Collected data entries
___

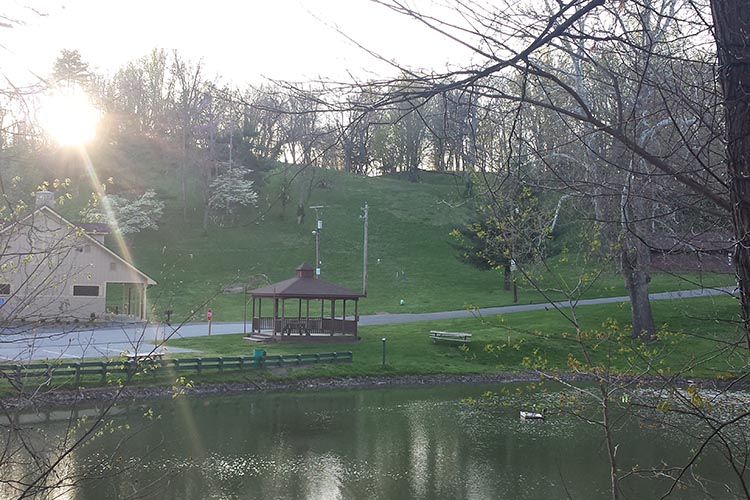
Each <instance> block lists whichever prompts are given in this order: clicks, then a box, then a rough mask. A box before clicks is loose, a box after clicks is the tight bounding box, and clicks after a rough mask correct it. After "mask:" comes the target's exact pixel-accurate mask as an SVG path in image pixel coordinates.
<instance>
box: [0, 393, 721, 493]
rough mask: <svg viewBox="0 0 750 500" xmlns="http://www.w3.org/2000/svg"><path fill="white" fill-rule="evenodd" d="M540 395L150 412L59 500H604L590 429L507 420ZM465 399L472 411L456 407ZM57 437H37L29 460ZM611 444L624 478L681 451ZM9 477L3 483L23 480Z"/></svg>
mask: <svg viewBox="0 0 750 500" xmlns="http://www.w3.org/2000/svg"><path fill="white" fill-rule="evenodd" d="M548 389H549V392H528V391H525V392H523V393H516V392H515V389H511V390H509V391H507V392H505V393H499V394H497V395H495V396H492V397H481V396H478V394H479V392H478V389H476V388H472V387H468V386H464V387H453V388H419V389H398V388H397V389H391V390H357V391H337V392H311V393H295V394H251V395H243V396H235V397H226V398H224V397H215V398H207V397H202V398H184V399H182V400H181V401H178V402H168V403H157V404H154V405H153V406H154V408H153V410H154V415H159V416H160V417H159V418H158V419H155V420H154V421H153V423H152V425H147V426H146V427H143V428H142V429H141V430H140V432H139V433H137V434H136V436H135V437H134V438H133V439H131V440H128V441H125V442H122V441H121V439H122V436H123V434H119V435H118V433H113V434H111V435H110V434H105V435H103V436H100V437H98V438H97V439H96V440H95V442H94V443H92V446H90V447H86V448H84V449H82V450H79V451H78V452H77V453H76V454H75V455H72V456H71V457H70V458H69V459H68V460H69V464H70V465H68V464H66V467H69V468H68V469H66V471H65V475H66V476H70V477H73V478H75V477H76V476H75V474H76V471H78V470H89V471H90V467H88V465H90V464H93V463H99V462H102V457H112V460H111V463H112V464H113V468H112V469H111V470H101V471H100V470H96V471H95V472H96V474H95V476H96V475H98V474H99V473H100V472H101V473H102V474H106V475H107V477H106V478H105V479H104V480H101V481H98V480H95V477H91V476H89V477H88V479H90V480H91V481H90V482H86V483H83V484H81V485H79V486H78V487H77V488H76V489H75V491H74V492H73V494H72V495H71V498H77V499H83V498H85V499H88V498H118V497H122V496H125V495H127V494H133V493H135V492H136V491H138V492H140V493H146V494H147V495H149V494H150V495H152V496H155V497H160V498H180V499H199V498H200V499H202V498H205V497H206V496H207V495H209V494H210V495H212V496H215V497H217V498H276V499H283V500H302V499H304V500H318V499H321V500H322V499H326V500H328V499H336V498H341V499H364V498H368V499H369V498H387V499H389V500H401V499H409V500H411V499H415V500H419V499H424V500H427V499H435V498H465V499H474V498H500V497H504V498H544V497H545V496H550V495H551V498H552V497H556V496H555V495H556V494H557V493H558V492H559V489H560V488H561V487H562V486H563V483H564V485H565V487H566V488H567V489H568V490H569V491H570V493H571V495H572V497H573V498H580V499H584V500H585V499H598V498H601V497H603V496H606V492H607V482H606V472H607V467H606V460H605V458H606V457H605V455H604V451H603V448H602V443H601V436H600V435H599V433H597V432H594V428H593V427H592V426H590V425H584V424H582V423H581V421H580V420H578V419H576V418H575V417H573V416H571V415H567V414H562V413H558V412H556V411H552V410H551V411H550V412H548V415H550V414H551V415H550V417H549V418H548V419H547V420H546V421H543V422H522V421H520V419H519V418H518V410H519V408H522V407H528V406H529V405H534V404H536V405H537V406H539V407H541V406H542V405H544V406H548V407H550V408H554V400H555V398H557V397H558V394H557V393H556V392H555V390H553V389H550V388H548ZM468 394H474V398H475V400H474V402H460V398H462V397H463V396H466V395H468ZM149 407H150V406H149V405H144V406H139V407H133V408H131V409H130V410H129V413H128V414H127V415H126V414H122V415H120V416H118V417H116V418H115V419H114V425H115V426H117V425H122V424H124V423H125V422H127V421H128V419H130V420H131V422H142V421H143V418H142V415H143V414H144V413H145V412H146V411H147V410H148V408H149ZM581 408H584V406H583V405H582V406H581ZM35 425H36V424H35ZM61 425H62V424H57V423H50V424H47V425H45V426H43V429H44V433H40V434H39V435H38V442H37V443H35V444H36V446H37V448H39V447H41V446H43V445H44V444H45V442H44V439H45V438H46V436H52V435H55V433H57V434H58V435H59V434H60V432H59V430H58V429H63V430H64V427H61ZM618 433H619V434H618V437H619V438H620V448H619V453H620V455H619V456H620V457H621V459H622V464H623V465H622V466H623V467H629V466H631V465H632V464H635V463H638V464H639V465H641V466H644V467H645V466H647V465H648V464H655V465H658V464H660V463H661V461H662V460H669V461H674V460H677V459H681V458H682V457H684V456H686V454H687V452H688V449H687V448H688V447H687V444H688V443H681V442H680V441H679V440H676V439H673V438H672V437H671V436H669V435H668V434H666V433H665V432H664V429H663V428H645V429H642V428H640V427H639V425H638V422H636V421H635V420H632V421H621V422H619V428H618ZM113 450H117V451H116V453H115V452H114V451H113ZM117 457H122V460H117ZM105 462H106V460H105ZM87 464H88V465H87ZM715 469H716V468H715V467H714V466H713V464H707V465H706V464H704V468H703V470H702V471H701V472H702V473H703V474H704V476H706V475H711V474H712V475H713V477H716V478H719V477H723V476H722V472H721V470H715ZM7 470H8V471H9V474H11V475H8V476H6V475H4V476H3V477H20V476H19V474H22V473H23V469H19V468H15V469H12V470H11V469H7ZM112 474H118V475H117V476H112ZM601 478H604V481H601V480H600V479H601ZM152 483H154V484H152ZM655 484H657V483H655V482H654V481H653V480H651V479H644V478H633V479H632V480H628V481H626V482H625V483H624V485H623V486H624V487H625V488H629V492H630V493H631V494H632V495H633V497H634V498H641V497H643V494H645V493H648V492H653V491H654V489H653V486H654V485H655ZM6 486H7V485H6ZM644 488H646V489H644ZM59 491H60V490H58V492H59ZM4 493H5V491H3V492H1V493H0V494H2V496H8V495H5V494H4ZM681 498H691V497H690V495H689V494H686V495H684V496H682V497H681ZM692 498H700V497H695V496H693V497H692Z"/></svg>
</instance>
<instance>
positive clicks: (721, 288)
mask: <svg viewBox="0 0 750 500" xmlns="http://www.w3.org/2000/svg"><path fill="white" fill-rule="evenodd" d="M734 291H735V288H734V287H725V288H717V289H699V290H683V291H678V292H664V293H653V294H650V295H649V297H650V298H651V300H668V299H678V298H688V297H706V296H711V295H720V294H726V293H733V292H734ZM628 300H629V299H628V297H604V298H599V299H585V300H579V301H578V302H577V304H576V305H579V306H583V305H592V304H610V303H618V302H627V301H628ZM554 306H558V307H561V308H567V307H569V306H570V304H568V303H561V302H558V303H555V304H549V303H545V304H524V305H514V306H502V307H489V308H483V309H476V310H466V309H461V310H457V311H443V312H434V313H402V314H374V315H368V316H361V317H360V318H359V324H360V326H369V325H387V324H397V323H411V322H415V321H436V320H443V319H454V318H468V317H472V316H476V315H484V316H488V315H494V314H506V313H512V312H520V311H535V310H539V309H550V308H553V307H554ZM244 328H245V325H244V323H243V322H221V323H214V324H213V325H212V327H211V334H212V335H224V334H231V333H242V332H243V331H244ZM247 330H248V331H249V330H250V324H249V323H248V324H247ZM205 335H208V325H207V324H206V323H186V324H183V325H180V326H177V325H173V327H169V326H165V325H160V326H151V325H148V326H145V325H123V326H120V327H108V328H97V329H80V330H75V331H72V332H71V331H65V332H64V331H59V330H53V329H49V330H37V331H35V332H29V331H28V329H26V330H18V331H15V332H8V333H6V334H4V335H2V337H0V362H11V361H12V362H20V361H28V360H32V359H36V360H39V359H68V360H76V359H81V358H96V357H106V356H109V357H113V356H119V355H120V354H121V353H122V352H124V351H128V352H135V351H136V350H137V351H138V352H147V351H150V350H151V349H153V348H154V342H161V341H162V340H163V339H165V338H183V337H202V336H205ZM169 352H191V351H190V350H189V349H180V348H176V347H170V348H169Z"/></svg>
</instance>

___

Rewrite the part that opens with the first line and closes with the line containing "box: [0, 393, 721, 493]", swapping "clicks" for "points" and keeping everything else the same. Leave out the pictures.

> Output for this exercise
Each <instance> block lists whichever prompts are given in this order: points, then a box, then a rough mask. A box before points is loose, a box after points is the tight bounding box, and points after a rough mask correct it. After "mask:" comes the target's exact pixel-accurate mask as an SVG path in image pixel coordinates.
<instance>
box: [0, 393, 721, 493]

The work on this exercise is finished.